Challenges →
**a)** In the passage on Nazi policy toward Jews, officials of which ministry excluded German Jews with only one or two Jewish grandparents and no membership in a Jewish religious community from the terms of the Nuremberg Laws?
**b)** Name every historian the passage on Nazi policy toward Jews mentions.
--- START Page ---
Other contributors are more cautious about attributing murderous intentions to Hitler before 1941. The examination by Werner T. Angress of how party and state officials viewed the status of the "Jewish question" on the eve of the Nuremberg Laws is more in line with structuralist emphasis on the fragmented decision-making processes and improvised bureaucratic initiatives that often characterized the Hitler state. Party extremists, upset over the German people's failure to adopt radical antisemitism and the Jews' reluctance to emigrate, occasionally resorted to violence that was difficult to control. How were government officials to reconcile radical demands with the need to avoid physical attacks against Jews and their property that would disrupt Germany's economic and diplomatic relations and embarrass the host country during the coming Olympic games? Only Hitler's promulgation of the Nuremberg Laws provided an answer in what all parties assumed at the time was the basis for a final formulation of rules governing relations between Germans and Jews. Jeremy Noakes reminds us that officials in the Reich Ministry of the Interior excluded German Jews who had only one or two Jewish grandparents and who did not belong to a Jewish religious community from the terms of the Laws, fending off party pressures and attempts at intervention. There is no evidence that Hitler cared enough one way or the other to intervene at that point. It is possible that the dictator was awaiting the right moment to strike at them, too, as Graml argues; but it is at least as likely that Hitler had no firm plans for making Germany Judenrein until 1941 at the earliest.
--- END Page ---
--- START Dataset excerpts ---
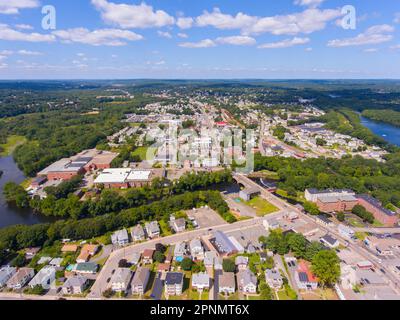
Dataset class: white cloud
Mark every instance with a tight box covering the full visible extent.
[15,24,33,30]
[363,48,378,53]
[215,36,257,46]
[243,9,342,35]
[0,0,40,14]
[328,24,394,47]
[18,50,43,56]
[196,8,258,30]
[393,12,400,23]
[176,17,194,29]
[258,37,310,49]
[0,24,55,42]
[53,28,143,46]
[157,31,172,39]
[196,8,342,35]
[179,39,216,48]
[92,0,175,28]
[294,0,325,8]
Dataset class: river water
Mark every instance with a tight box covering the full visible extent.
[361,117,400,146]
[0,156,52,228]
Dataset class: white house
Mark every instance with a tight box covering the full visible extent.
[110,268,132,292]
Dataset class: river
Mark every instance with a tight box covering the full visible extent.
[361,117,400,146]
[0,156,53,228]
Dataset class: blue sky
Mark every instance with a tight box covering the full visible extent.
[0,0,400,79]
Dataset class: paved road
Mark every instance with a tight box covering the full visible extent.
[88,211,283,299]
[234,174,400,294]
[353,228,400,234]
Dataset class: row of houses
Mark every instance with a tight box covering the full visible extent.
[304,189,399,226]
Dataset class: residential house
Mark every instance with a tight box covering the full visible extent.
[7,268,35,290]
[174,242,187,262]
[192,272,210,291]
[25,247,41,260]
[131,224,146,242]
[76,244,99,263]
[170,218,186,233]
[74,262,99,274]
[145,221,160,239]
[142,249,154,264]
[218,272,236,294]
[237,269,257,293]
[29,266,56,290]
[131,267,150,295]
[110,268,132,293]
[235,256,249,271]
[61,276,89,295]
[61,244,78,253]
[111,229,129,247]
[295,261,318,290]
[320,234,340,249]
[128,253,142,266]
[0,266,17,288]
[49,258,64,268]
[265,269,283,289]
[338,224,355,240]
[165,272,184,296]
[189,239,204,261]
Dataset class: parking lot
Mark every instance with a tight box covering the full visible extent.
[186,208,226,229]
[228,226,268,248]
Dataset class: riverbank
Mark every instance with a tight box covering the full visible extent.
[0,136,27,157]
[0,156,54,228]
[360,116,400,147]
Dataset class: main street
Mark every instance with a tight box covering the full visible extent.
[88,211,283,299]
[234,174,400,294]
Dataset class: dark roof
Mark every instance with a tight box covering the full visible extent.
[165,272,183,285]
[150,277,164,300]
[299,272,309,282]
[322,234,337,245]
[356,194,396,216]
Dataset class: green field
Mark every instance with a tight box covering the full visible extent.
[132,147,157,161]
[0,136,26,157]
[245,197,279,217]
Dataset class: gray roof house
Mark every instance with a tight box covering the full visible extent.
[29,266,56,290]
[218,272,236,294]
[189,239,204,260]
[320,234,340,248]
[62,276,88,295]
[131,267,150,295]
[110,268,132,292]
[111,229,129,247]
[235,256,249,271]
[0,266,17,288]
[237,269,257,293]
[131,224,146,241]
[7,268,35,290]
[265,269,283,289]
[192,272,210,291]
[145,221,160,238]
[165,272,184,296]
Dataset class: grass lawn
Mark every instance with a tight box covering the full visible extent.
[245,197,279,217]
[347,218,365,228]
[158,220,172,237]
[132,147,157,160]
[0,136,27,156]
[277,290,292,300]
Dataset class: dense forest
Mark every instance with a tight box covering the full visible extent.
[362,109,400,127]
[0,97,159,176]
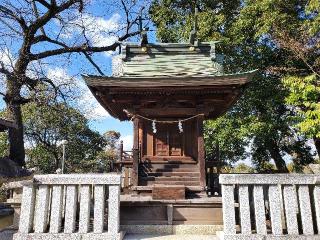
--- END Dataset excerpts ---
Solution list →
**a)** The Reich Ministry of the Interior.

**b)** Werner T. Angress, Jeremy Noakes, Graml